The expected output is the exact lines from the one containing "of the long" through the end of the data, inclusive, and nothing else.

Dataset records
________________

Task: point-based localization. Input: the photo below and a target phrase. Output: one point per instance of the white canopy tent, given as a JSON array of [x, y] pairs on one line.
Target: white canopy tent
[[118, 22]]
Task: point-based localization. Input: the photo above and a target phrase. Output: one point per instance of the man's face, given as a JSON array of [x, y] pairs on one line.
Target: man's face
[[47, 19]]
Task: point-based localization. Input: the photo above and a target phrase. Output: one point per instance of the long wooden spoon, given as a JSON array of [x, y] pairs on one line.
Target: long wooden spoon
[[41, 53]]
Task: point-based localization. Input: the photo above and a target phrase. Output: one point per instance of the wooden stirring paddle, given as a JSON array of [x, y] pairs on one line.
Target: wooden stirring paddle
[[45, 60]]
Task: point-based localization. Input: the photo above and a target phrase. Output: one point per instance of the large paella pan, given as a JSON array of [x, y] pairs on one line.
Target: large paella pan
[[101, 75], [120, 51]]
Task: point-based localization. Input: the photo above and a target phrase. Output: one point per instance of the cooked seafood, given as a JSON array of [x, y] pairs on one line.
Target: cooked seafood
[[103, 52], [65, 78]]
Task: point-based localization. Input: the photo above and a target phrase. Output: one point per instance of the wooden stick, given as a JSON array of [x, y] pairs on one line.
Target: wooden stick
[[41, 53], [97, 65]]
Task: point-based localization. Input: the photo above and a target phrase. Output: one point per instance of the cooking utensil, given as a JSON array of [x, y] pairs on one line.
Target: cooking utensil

________________

Response below:
Task: point-based localization. Input: the photo above and a target phrase. Output: one point per instance of the long wooden spoon, given as a JSON array of [x, y] pairs on one line.
Target: long wooden spoon
[[41, 53]]
Task: point-based localization. Input: the photo above and a target phrase. Output: one point per instance of the wooden stirring paddle, given as a JSON array of [x, y] pairs on one line.
Target: wooden stirring paddle
[[45, 60]]
Task: point-based localization. Input: the photo above and a target phrase. Output: one point per instance of the large paella pan, given as a JSON array of [x, y] pairs on one line.
Target: large paella pan
[[101, 75], [120, 51]]
Task: point-based localization. Input: the photo above and a target phrase. Output: one point per instance of the cooked seafood, given as a JSON array of [x, y] pairs on one line.
Target: cooked seafood
[[103, 52], [65, 78]]
Task: point-based localization. Input: the photo above and a target phrase. Output: one point per instance of the wooden stick, given as a JSON array of [x, y] pairs on one line.
Target: wooden stick
[[41, 53], [97, 65]]
Task: point-based localization. Input: the photo above and a target phrase. Output: one point per instance of the cooking utensil, given as a JSON array of [x, y] pairs on one line.
Target: cooking utensil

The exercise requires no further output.